■ Text to read:
╔══

Wednesday, March 9, 2011

On the poem of the day: "Bike Ride on a Roman Road"

I never thought that I would be one to like poetry, but now I can gladly say that I love it.

Reading poems in high school felt like torture, until I read "The Raven" by Edgar Allen Poe. As I continued into college, I found myself loving certain types of poems more and more. I have discovered that the types of poems I love are the ones that are intensely lyrical and a little transcendent and maybe a little ambiguous. Actually, a lot ambiguous. 

Most people want to know what a poem "means." I used to be driven by this weird need as well, until I just told myself that it doesn't matter what it is saying, as long as you are reading it and enjoy it. This isn't to take away from the incredible skill and technique of the poet. This isn't to say that poems do not have a meaning as intended by the poet. But then again, aren't meaning and intent superfluous to the reader? If they read it and interpret it in their own way (and heaven forbid, LIKE IT), isn't that the point? If you're shaking your head while reading this and saying to yourself, "Of course it matters. This girl is messed up!", then I will ask you one question: Do you seriously think that all poets / authors / playwrights should submit an instruction manual with their work?

╚══

■ Exercise: Copy the passage of the post about loving poetry from the words "Most people want" through "with their work?", substituting "user guide" for "instruction manual".

■ Information provided:
╔══

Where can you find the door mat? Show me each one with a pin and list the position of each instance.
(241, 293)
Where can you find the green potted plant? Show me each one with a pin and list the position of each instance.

╚══

■ The output:
Most people want to know what a poem "means." I used to be driven by this weird need as well, until I just told myself that it doesn't matter what it is saying, as long as you are reading it and enjoy it. This isn't to take away from the incredible skill and technique of the poet. This isn't to say that poems do not have a meaning as intended by the poet. But then again, aren't meaning and intent superfluous to the reader? If they read it and interpret it in their own way (and heaven forbid, LIKE IT), isn't that the point? If you're shaking your head while reading this and saying to yourself, "Of course it matters. This girl is messed up!", then I will ask you one question: Do you seriously think that all poets / authors / playwrights should submit an user guide with their work?